### Given exercise
Reproduce the material below line for line, without changing anything, and leave out the pictures.

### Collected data
------------------------------------------------------------
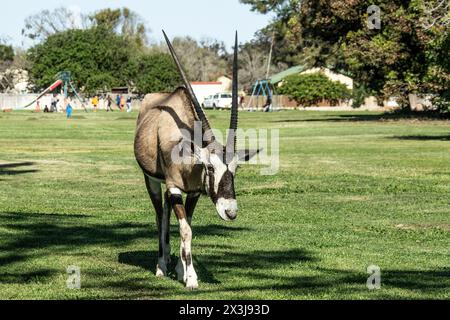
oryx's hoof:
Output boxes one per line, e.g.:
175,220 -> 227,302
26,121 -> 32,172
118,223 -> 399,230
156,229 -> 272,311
186,278 -> 198,290
175,259 -> 187,283
156,264 -> 167,277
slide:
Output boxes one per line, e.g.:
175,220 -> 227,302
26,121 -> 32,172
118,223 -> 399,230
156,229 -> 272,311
24,80 -> 63,109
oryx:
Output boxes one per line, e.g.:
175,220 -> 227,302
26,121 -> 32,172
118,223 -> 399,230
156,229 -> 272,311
135,31 -> 257,289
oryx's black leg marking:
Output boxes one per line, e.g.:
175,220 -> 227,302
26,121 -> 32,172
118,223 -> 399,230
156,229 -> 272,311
186,193 -> 201,226
170,189 -> 198,289
163,191 -> 172,255
145,175 -> 167,276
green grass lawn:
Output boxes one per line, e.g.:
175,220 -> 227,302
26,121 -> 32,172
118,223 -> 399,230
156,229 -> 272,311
0,111 -> 450,299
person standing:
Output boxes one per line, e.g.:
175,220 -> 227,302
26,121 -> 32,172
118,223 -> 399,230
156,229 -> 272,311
92,96 -> 98,112
66,103 -> 72,119
50,94 -> 59,112
106,95 -> 114,112
127,96 -> 133,113
116,94 -> 121,110
120,96 -> 127,111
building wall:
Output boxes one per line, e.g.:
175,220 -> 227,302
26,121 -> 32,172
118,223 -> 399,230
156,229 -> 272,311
191,82 -> 225,104
301,68 -> 353,90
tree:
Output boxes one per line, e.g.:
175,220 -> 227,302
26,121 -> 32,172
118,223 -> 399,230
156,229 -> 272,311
22,7 -> 147,47
0,44 -> 14,72
89,7 -> 148,48
22,7 -> 88,41
239,42 -> 287,91
241,0 -> 450,107
150,37 -> 231,81
28,27 -> 135,92
134,53 -> 181,94
279,73 -> 352,107
0,44 -> 14,62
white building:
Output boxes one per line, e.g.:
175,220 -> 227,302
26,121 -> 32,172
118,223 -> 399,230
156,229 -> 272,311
191,78 -> 229,104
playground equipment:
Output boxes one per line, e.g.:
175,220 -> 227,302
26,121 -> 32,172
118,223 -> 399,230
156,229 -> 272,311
246,79 -> 276,111
24,71 -> 88,112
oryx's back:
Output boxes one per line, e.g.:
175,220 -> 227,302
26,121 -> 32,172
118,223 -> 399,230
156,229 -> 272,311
135,88 -> 195,179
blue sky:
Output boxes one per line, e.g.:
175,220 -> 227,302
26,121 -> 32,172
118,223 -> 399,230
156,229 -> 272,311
0,0 -> 270,48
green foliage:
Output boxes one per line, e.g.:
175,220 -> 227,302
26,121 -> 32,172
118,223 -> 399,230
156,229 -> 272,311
0,111 -> 450,300
28,27 -> 133,92
0,44 -> 14,62
135,53 -> 181,93
241,0 -> 450,107
279,73 -> 352,106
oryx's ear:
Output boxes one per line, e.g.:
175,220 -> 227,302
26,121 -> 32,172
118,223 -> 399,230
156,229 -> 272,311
236,149 -> 263,162
194,144 -> 210,164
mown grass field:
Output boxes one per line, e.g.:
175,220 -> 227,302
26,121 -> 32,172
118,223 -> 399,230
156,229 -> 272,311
0,111 -> 450,299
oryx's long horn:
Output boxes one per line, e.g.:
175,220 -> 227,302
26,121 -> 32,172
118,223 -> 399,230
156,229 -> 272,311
227,31 -> 239,154
163,30 -> 216,145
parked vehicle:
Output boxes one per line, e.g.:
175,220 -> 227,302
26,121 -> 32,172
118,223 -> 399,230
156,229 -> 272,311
202,93 -> 232,109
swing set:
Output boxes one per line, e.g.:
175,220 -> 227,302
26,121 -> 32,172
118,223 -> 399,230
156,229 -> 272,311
23,71 -> 88,112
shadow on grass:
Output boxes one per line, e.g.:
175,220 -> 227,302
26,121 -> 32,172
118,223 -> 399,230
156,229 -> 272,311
391,135 -> 450,141
0,213 -> 450,299
271,113 -> 448,123
0,162 -> 39,176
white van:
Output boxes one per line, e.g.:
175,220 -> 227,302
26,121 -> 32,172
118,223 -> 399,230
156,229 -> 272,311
202,93 -> 232,109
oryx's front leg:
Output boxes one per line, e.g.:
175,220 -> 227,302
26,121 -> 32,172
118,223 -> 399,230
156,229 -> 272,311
169,188 -> 198,289
145,175 -> 171,277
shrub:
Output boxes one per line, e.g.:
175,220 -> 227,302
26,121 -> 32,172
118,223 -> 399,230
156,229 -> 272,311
279,73 -> 352,107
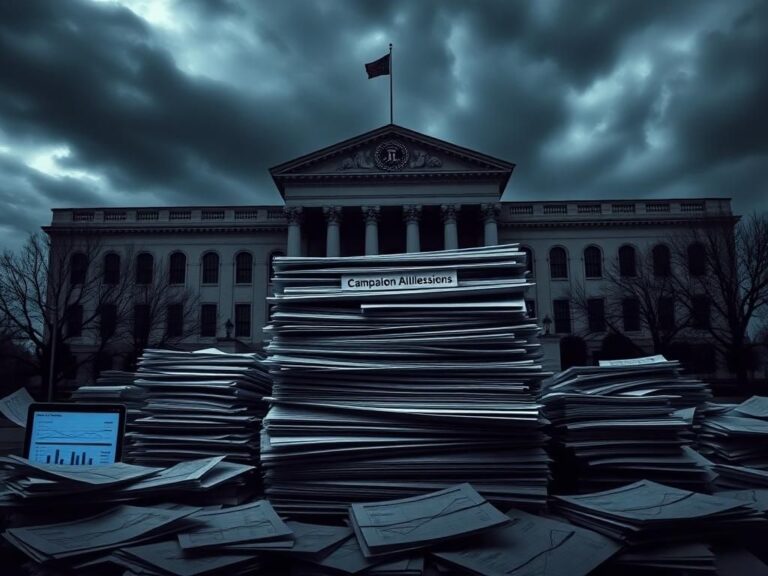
------------------------------------------------------------
### Written response
oryx's hoof:
Output boxes one per line, e.g.:
175,220 -> 227,302
26,121 -> 32,172
118,223 -> 399,230
156,229 -> 272,311
186,278 -> 198,290
175,259 -> 187,283
156,264 -> 167,277
slide:
Output boxes one per line, e.g.:
175,220 -> 227,302
26,121 -> 32,172
118,223 -> 399,230
156,229 -> 272,311
24,80 -> 63,109
oryx:
Output boxes one per line, e.g.:
175,220 -> 227,302
26,121 -> 32,172
118,223 -> 399,230
156,229 -> 272,311
135,31 -> 257,289
oryx's black leg marking:
Output boxes one per line, e.g.:
175,220 -> 227,302
26,121 -> 32,172
118,223 -> 399,230
156,229 -> 272,311
186,193 -> 201,226
170,189 -> 198,289
163,191 -> 172,255
145,175 -> 167,276
green grass lawn:
Output boxes one per line, e.g.:
175,220 -> 227,302
26,121 -> 32,172
118,223 -> 399,230
156,229 -> 272,311
0,111 -> 450,299
person standing:
Output boxes one per line, e.g.:
175,220 -> 227,302
26,121 -> 32,172
118,223 -> 399,230
156,229 -> 272,311
92,96 -> 98,112
66,103 -> 72,119
50,94 -> 59,112
106,95 -> 114,112
127,96 -> 133,113
116,94 -> 121,110
120,96 -> 127,111
building wall:
Output boxes one per line, e.g.:
175,220 -> 227,302
26,121 -> 32,172
118,223 -> 399,230
156,229 -> 272,311
191,82 -> 225,104
301,68 -> 353,90
tree:
Output boxes one per line, e.g.:
175,220 -> 227,302
26,121 -> 32,172
118,223 -> 399,230
156,229 -> 272,311
22,7 -> 147,47
0,44 -> 14,72
89,7 -> 148,48
22,7 -> 88,41
239,42 -> 287,91
241,0 -> 450,107
150,37 -> 231,81
28,27 -> 135,92
134,53 -> 181,94
279,73 -> 352,107
0,44 -> 14,62
white building:
Output boxes one per line, e.g.:
175,220 -> 227,302
26,121 -> 32,172
118,223 -> 399,230
156,229 -> 272,311
191,78 -> 229,104
playground equipment:
Output boxes one per line, e.g.:
175,220 -> 227,302
26,121 -> 32,172
118,223 -> 399,230
156,229 -> 272,311
246,79 -> 276,111
24,71 -> 88,112
oryx's back:
Output boxes one per line, e.g.:
175,220 -> 227,302
26,121 -> 32,172
118,223 -> 399,230
156,229 -> 272,311
135,88 -> 195,179
blue sky:
Output boxes one per line, e.g.:
175,220 -> 227,302
26,121 -> 32,172
118,223 -> 399,230
156,229 -> 272,311
0,0 -> 270,48
green foliage:
Output boxes one per line, e.g.:
175,220 -> 227,302
26,121 -> 32,172
118,223 -> 399,230
156,229 -> 272,311
0,111 -> 450,300
28,27 -> 133,92
0,44 -> 14,62
135,53 -> 181,93
241,0 -> 450,107
279,73 -> 352,106
oryx's ear:
Output boxes one per line, e.g.:
175,220 -> 227,302
26,121 -> 32,172
118,223 -> 399,230
156,229 -> 272,311
236,149 -> 263,162
194,144 -> 210,164
mown grass field:
Output boxes one per line, e.g.:
175,220 -> 227,302
26,121 -> 32,172
118,223 -> 399,230
156,229 -> 272,311
0,111 -> 450,299
oryx's long horn:
Output boxes one per line, e.g.:
175,220 -> 227,302
26,121 -> 32,172
118,223 -> 399,230
156,229 -> 272,311
227,31 -> 239,154
163,30 -> 216,145
parked vehicle:
Output boxes one per line, e.g.:
175,220 -> 227,302
26,121 -> 32,172
118,223 -> 399,230
156,229 -> 272,311
202,93 -> 232,109
swing set:
Output boxes one per line, e.g.:
175,220 -> 227,302
26,121 -> 32,172
118,223 -> 399,230
156,229 -> 272,311
23,71 -> 88,112
shadow on grass:
Output boxes one per line, e.g.:
175,220 -> 227,302
26,121 -> 32,172
118,223 -> 399,230
156,229 -> 272,311
391,135 -> 450,141
0,213 -> 450,299
271,113 -> 448,123
0,162 -> 39,176
white van:
Output boxes one per line, e.g.:
175,220 -> 227,302
26,121 -> 32,172
118,223 -> 399,230
156,229 -> 272,311
202,93 -> 232,109
oryx's front leg:
Output boxes one per line, e.g.:
175,220 -> 227,302
26,121 -> 32,172
118,223 -> 399,230
156,229 -> 272,311
169,188 -> 198,289
145,175 -> 171,277
shrub:
Output boxes one per line, e.g.:
175,220 -> 227,302
26,121 -> 32,172
118,223 -> 399,230
156,229 -> 272,311
279,73 -> 352,107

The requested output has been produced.